__Position identification records__:

.....

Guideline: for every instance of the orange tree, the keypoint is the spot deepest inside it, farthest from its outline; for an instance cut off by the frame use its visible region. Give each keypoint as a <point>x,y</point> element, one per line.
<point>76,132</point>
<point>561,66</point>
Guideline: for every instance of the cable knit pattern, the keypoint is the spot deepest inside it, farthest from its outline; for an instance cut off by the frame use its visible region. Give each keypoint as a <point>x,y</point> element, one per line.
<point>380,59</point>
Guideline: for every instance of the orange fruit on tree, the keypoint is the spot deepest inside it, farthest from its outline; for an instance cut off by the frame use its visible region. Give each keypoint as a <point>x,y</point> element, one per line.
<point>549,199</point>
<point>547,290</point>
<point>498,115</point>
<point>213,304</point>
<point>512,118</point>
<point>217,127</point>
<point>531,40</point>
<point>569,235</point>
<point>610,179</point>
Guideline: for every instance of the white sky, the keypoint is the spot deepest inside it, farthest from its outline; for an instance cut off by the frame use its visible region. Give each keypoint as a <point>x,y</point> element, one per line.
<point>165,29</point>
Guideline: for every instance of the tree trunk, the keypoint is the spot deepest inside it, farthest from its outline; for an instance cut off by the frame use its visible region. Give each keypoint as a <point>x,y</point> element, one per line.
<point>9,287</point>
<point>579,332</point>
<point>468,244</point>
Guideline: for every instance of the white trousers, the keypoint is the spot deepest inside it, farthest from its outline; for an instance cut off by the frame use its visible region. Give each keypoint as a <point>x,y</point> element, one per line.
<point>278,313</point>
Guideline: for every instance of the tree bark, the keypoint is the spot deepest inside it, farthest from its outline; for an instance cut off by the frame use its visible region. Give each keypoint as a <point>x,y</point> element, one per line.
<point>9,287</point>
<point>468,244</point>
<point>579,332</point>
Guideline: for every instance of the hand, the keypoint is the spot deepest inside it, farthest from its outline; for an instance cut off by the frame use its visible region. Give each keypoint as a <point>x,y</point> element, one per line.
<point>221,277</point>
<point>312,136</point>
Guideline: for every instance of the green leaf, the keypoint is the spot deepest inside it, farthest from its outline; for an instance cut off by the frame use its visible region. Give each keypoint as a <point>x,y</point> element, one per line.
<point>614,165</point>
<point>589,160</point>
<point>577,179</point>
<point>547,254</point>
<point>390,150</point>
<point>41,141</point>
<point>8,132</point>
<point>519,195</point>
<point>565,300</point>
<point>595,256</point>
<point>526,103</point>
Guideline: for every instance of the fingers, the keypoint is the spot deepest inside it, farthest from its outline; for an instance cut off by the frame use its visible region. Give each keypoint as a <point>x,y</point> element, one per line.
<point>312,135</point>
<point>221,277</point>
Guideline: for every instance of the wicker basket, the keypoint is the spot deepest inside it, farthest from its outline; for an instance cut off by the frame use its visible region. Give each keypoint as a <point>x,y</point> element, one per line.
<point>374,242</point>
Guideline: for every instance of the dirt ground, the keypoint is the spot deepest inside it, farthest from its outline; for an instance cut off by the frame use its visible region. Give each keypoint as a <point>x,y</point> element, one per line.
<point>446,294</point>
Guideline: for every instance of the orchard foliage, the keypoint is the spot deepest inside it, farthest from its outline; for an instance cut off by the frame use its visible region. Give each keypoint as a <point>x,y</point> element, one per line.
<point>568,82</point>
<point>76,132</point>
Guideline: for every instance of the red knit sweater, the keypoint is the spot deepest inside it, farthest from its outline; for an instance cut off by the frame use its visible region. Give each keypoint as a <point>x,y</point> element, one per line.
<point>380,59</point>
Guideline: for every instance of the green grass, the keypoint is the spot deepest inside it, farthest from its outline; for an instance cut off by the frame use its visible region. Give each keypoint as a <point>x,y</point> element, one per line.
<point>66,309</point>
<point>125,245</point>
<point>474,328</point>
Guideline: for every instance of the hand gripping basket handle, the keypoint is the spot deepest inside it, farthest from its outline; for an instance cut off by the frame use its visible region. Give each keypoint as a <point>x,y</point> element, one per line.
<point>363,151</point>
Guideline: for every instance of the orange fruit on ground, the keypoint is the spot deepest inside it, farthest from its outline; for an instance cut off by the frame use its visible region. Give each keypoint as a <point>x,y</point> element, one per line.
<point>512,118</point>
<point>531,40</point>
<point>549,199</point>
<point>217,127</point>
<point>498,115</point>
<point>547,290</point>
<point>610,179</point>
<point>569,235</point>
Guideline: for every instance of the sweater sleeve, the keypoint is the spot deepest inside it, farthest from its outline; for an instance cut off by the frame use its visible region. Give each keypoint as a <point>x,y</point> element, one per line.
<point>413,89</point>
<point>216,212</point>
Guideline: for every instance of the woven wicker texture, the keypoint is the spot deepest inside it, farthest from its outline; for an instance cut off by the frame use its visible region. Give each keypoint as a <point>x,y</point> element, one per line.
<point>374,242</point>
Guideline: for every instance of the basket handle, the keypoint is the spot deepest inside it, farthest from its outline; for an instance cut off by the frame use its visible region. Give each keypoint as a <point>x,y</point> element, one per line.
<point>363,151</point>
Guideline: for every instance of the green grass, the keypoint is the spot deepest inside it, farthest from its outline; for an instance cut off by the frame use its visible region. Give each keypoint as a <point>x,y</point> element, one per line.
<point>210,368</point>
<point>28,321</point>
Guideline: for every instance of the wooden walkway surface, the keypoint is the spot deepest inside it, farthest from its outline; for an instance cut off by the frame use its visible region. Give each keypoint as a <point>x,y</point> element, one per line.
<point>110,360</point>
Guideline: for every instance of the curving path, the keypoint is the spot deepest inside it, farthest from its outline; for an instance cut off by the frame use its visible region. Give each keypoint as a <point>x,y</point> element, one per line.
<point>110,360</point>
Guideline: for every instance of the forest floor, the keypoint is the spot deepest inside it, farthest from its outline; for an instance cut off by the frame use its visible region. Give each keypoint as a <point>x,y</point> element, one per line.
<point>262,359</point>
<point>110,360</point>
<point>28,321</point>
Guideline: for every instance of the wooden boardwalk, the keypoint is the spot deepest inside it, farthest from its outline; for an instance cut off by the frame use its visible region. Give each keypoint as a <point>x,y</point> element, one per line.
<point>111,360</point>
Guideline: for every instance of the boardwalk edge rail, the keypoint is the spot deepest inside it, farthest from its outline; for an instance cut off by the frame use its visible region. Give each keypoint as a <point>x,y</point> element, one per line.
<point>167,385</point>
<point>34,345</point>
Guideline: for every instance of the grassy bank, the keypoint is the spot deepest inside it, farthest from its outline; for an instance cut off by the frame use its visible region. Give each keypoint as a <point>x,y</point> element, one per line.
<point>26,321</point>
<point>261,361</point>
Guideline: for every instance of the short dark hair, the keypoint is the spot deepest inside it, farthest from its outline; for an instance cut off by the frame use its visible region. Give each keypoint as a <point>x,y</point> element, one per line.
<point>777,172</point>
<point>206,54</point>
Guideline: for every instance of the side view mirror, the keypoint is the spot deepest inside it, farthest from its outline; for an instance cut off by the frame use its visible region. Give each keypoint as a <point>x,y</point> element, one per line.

.....

__EXERCISE INSTRUCTIONS__: Repeat word for word everything in the records above, from the line containing "Guideline: for every instance of the orange fruit on tree, the" down to the line containing "<point>165,29</point>", including both of those lines.

__CORRECT RESULT__:
Guideline: for every instance of the orange fruit on tree, the keypoint is the spot deepest inside it, farthest from its outline; for an instance cut off by the frame use its visible region. Give each keypoint as a <point>x,y</point> element, one per line.
<point>549,199</point>
<point>547,290</point>
<point>498,115</point>
<point>213,304</point>
<point>512,118</point>
<point>217,127</point>
<point>531,40</point>
<point>569,235</point>
<point>610,179</point>
Guideline: for every instance of the white sky, the keypoint is the spot deepest inside it, farthest from its outline; for an instance cut off by the frame use its visible region. Give each keypoint as a <point>x,y</point> element, one per line.
<point>165,29</point>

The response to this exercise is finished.